━━━━━ Available data ━━━━━
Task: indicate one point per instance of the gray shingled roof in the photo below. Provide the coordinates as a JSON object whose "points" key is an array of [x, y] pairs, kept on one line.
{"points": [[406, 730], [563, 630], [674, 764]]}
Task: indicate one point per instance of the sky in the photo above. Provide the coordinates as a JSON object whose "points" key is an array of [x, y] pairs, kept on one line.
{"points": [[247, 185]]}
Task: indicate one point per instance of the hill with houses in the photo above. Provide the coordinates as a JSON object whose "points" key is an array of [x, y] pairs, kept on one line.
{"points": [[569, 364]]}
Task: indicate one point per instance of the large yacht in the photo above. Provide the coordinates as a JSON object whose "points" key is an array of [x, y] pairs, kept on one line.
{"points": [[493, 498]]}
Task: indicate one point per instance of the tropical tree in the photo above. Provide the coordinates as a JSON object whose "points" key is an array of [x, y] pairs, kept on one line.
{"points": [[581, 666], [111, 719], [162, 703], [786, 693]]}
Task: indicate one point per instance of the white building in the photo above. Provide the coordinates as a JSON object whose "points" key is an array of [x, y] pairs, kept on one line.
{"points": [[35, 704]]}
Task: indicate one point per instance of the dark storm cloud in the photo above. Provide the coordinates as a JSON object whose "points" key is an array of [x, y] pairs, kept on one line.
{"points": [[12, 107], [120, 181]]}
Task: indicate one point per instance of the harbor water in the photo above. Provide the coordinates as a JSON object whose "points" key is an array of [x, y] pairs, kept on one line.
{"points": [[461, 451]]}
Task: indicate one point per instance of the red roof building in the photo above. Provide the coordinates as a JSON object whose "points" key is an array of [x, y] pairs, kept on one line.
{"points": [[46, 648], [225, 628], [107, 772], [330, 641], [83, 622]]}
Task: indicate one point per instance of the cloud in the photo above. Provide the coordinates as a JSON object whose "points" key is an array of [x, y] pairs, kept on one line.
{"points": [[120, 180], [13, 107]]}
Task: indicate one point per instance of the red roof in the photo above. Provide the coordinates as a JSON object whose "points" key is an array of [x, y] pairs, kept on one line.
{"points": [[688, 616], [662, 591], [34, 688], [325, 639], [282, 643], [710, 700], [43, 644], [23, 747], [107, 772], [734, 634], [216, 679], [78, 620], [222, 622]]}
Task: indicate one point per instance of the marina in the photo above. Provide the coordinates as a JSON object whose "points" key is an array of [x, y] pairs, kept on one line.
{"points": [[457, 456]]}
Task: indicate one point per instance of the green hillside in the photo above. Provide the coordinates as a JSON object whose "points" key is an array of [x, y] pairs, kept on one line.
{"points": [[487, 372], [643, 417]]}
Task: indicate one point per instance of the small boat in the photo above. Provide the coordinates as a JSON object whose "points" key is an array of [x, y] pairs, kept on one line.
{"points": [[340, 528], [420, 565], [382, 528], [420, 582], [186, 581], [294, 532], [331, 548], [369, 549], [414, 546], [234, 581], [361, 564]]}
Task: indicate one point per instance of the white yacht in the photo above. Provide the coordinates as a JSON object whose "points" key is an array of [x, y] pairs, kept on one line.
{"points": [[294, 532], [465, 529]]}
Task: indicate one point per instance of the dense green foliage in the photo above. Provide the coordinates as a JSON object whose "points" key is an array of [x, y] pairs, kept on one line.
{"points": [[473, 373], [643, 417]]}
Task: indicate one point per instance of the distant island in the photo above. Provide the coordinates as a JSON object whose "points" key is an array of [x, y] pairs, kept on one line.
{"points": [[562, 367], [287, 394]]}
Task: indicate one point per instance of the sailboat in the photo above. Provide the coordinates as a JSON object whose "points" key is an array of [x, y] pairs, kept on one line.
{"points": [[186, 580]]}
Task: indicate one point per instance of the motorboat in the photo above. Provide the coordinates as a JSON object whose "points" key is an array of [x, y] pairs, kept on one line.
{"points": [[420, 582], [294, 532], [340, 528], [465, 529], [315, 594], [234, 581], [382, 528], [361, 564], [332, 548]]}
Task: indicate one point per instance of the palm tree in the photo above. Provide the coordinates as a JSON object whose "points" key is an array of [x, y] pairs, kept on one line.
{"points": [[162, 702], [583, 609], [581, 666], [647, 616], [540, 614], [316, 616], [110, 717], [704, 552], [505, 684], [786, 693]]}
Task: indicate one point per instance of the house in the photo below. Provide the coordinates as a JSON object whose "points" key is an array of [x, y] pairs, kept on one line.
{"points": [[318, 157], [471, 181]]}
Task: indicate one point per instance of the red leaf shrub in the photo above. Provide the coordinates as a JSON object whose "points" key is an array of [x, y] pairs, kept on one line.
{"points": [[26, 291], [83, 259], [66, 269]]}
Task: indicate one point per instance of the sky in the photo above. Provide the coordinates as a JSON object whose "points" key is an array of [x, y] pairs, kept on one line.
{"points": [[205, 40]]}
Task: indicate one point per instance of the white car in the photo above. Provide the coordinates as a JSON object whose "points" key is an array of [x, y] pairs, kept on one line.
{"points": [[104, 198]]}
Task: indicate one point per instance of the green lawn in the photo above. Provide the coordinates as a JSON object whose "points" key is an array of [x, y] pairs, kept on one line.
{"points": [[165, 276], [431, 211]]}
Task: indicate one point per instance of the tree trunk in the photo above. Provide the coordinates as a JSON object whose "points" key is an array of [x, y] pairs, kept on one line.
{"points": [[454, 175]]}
━━━━━
Prompt:
All of the records shown above should be reproduced exactly.

Response to the exercise:
Task: indicate one point per instance of the gray shingled roof in the photo below. Provide the coordinates as a JSON object whose "points" key is an array of [x, y] pairs, kept on one line.
{"points": [[406, 730], [563, 630], [674, 764]]}
Task: indicate one point per instance of the sky in the photo above. Provide the coordinates as a JSON object whose "points" key is an array of [x, y] pairs, kept on one line.
{"points": [[247, 185]]}
Task: indicate one point per instance of the hill with houses in the photo above. Provide the coordinates as a JSON object whose "points" key is an array of [x, y] pairs, kept on one line.
{"points": [[569, 364]]}
Task: indicate one point per instance of the large yacht in the photo above. Provide the coordinates as a JSON object whose "points" key is an array of [x, y] pairs, kept on one line.
{"points": [[493, 498]]}
Task: indicate one point per instance of the tropical tree in the photo above. Provide the coordinates as a JSON object whose "points" key is an array of [x, y] pairs, kept on one line.
{"points": [[581, 666], [111, 719], [162, 703], [786, 693]]}
Task: indicate one point per instance of the white building in the photo above. Provide the coordinates as a JSON object whose "points" key is an array of [x, y] pairs, kept on one line.
{"points": [[35, 704]]}
Task: indicate one point per instance of the dark storm cloud in the photo above. Provide the coordinates as a JSON object whose "points" key is an array of [x, y] pairs, kept on one line.
{"points": [[12, 107], [120, 181]]}
Task: indicate one point per instance of the harbor water in the photo above. Provide the coordinates as a JSON object whose "points" key is an array of [x, y] pairs, kept on one line.
{"points": [[461, 451]]}
Task: indicate one point per instance of the red roof building in the photo above. Provide the coordinates as a JSON object whose "points" key is an array of [x, y] pairs, kept on one line.
{"points": [[46, 648], [225, 628], [107, 772], [330, 641], [83, 622]]}
Task: indicate one point per instance of the cloud in the photo above. Provide the coordinates as a JSON object whose "points" key is an array of [x, y] pairs, kept on one line.
{"points": [[120, 180], [13, 107]]}
Task: indicate one point per instance of the red roof in the photo above. Provide the coordinates as a JSON object whose "points" key is an array of [x, y] pairs, kept on one line.
{"points": [[688, 616], [662, 591], [34, 688], [325, 639], [282, 643], [710, 700], [43, 644], [23, 747], [107, 772], [734, 634], [216, 679], [78, 620], [222, 622]]}
Task: indicate one point per instance of the marina in the photo above. Provide the coordinates as a JSON object whose "points" key is an array of [x, y] pairs, kept on one line.
{"points": [[457, 456]]}
Task: indicate one point per instance of the green hillside in the photo above. Provide the coordinates as a JSON object whose "points" key is an array of [x, y] pairs, kept on one line.
{"points": [[487, 372], [643, 417]]}
Task: indicate one point per instance of the small boat in the photo above. Provide the coordinates as a JSON object whose "points" key is an array of [x, y] pairs, kept on one line.
{"points": [[340, 528], [420, 565], [382, 528], [420, 582], [186, 581], [294, 532], [331, 548], [369, 549], [414, 546], [234, 581], [361, 564]]}
Task: indicate one point per instance of the white yacht in the photo above. Provide the coordinates as a JSON object whose "points" key is an array of [x, y] pairs, kept on one line.
{"points": [[294, 532], [465, 529]]}
Task: indicate one point per instance of the dense green foliage in the photo above. Provide the coordinates as a JSON object whose "points" key is an array of [x, y] pairs, kept on one line.
{"points": [[473, 373], [643, 417]]}
Task: indicate one point per instance of the distant island in the photo above. Provide the coordinates as a JSON object whose "points" key is an array of [x, y] pairs, kept on one line.
{"points": [[562, 367], [287, 394]]}
Task: indicate one point per instance of the sailboat in the photo above. Provide the coordinates as a JSON object whose "points" key is an array of [x, y] pairs, kept on one line.
{"points": [[186, 580]]}
Task: indicate one point per instance of the motorboat in the photo above. Provide the coordinates as a JSON object whose "points" key is an array of [x, y] pairs, kept on one line.
{"points": [[420, 582], [294, 532], [340, 528], [465, 529], [315, 594], [234, 581], [382, 528], [361, 564], [332, 548]]}
Task: indicate one point per instance of the palm tree in the photo above. Provide the coordinates as a JSON object whose "points" key is an array of [x, y] pairs, kept on one line.
{"points": [[162, 702], [583, 609], [581, 666], [647, 616], [540, 614], [316, 616], [110, 717], [704, 552], [505, 684], [786, 693]]}
Task: indicate one point per instance of the house in the photo below. Provide the coordinates as a JSON object whose "points" key is an array of [x, y] pairs, kept on one line.
{"points": [[318, 157], [471, 181]]}
Task: indicate one point per instance of the red leaf shrub in the photo above. Provide the coordinates as a JSON object whose "points" key is an array of [x, y] pairs, kept on one line.
{"points": [[26, 291], [83, 259], [66, 269]]}
Task: indicate one point per instance of the sky in the photo above. Provide the coordinates as a JSON object whose "points" key is an array of [x, y] pairs, kept on one line.
{"points": [[205, 40]]}
Task: indicate one point per instance of the white car in the photo above. Provide the coordinates as a JSON object whose "points" key is an array of [x, y] pairs, kept on one line.
{"points": [[104, 198]]}
Task: indicate one point per instance of the green lawn in the photo above. Provide the coordinates as a JSON object whose "points" key is an array of [x, y] pairs, kept on one line.
{"points": [[165, 276], [431, 211]]}
Task: indicate one point per instance of the tree trunk in the photo above. Provide the coordinates as a JSON object whose "points" key is an array of [x, y] pairs, kept on one line.
{"points": [[454, 175]]}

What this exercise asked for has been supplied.